● Instructions for the task: Edit the rows below, replacing "serrated green leaf" with "toothed green leaf" and leaving everything else unchanged. Omit the pictures from your version.

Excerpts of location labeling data
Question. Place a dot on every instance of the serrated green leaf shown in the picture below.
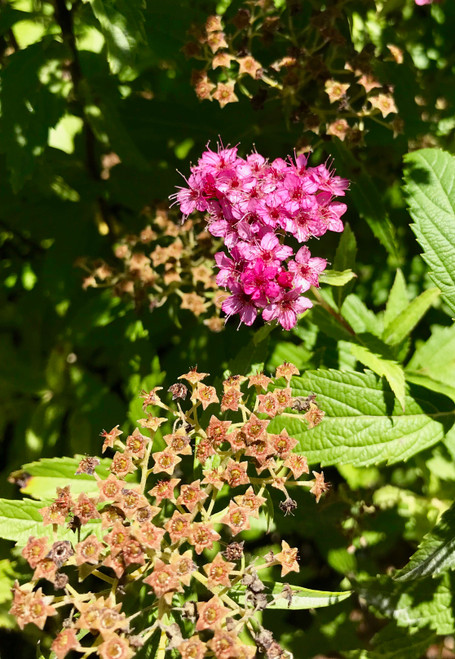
(403, 324)
(397, 301)
(435, 359)
(337, 278)
(387, 368)
(364, 423)
(429, 383)
(436, 552)
(360, 318)
(20, 519)
(429, 185)
(328, 324)
(422, 604)
(49, 473)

● Completed task:
Question. Place a dot on every instance of the toothed green leaf shown in the picture below.
(403, 324)
(397, 301)
(435, 359)
(337, 278)
(387, 368)
(364, 423)
(429, 383)
(436, 552)
(360, 318)
(20, 519)
(429, 185)
(328, 324)
(422, 604)
(49, 473)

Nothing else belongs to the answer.